#### ARTICLE
START
How quickly do major changes and new disruptions come to pass in twenty-first-century information technology? I think of these changes like the tectonic plates of geology because they can be huge and obvious, like an earthquake, but they are often subtle. Suppose as a chief information officer (CIO) you are given the task of preparing the company for an event that will occur four years in the future. This may be difficult to imagine for most executives who have major deliverables on a week-to-week or month-to-month basis, but that’s what this book is about—the fact that massive shifts are taking place in your business IT landscape very quickly that have short- and long-term consequences for your company’s bottom line and the strategies that make or break it. More often than not, these changes are subtle, but it is important to pick up on this subtlety and to determine how these changes might have an impact on your company either as an opportunity or as a threat. Either you will recognize them, or perhaps a competitor will before you do, and seize an advantage.
END
#### EXERCISE REQUIREMENTS
- a) List every geological term that appears in the passage on shifts in information technology, in the order in which the terms occur.
- b) Extend the passage on shifts in information technology with new text that follows on from its last sentence.
The data that comes next is separate material, unrelated to the passage on shifts in information technology.

#### COLLECTED DATA
START
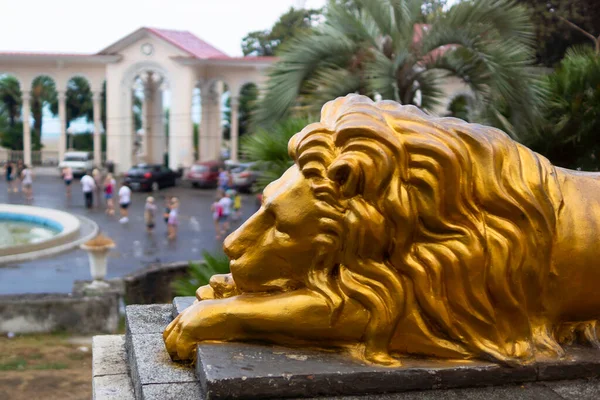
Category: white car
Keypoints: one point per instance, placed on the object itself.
(78, 161)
END
#### RESPONSES TO THE TASKS
- a) tectonic plates, geology, earthquake

- b)
Large companies, especially publicly traded ones and yours perhaps as well, are understandably sensitive to quarterly reporting, as they must share progress or lack thereof quarter-by-quarter with analysts and shareholders. Quarterly plans are almost by definition more tactical than strategic. Unfortunately, many companies myopically use these as their primary planning function. Others extend them to an annual plan without ample consideration for the time period beyond the year ahead, which is still myopic and does not lend itself well to creative, innovative thinking—especially for IT departments whose technology has become so central to corporate activity today that they can only be truly successful if they can be both nimble and aware of the future. A further-looking, visionary strategic mind-set is the hallmark of World Class IT.
For a moment let’s grant ourselves the luxury of an event for which we have four (“long”) years to prepare. Let’s put ourselves in the shoes of Gerry Pennell, CIO of the London 2012 Summer Olympics. What can we learn from his challenge and response about what CIOs need to be thinking? We’ll follow his case through much of this chapter.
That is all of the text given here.